I had never thought of potting TBs until Walter Moores suggested it last
summer, and having tried it once, I will ALWAYS try to handle them this
way from now on. The 'ideal' time to set out new TBs, according to
discussions we heard here in '96, is after they 'finish' the growth of
new increases, which around here is late June/early July. Only problem
is that it is hottern' all get out in mid-summer and we often go for a
month or more with no rain. My 'garden' is in full sun, and I am not
set up to irrigate. It doesn't really cool off (high temps below
90oF)and start raining RELIABLY until late September, which really
doesn't give time for new TBs to settle in - for instance last fall, we
hit a few nights of 10oF in November.
So these poor rhizomes have been getting planted here any time from July
- early September, getting watered at planting time, and hit or miss
depending on the weather, getting cooked. Admittedly, this has been a
handy screening method for getting rid of the weaklings.

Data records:
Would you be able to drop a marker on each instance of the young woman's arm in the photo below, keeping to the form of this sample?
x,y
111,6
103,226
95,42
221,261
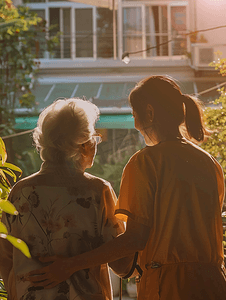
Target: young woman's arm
x,y
134,239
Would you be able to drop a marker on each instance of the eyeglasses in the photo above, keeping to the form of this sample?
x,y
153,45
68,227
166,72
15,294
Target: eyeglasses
x,y
98,138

WHAT THIS EXERCISE ASKS:
A – In the passage about planting TBs, when does it reliably start raining?
B – List each distinct calendar month named in the passage about planting TBs.

SOLVED PROBLEMS:
A – Late September.

B – June, July, September, November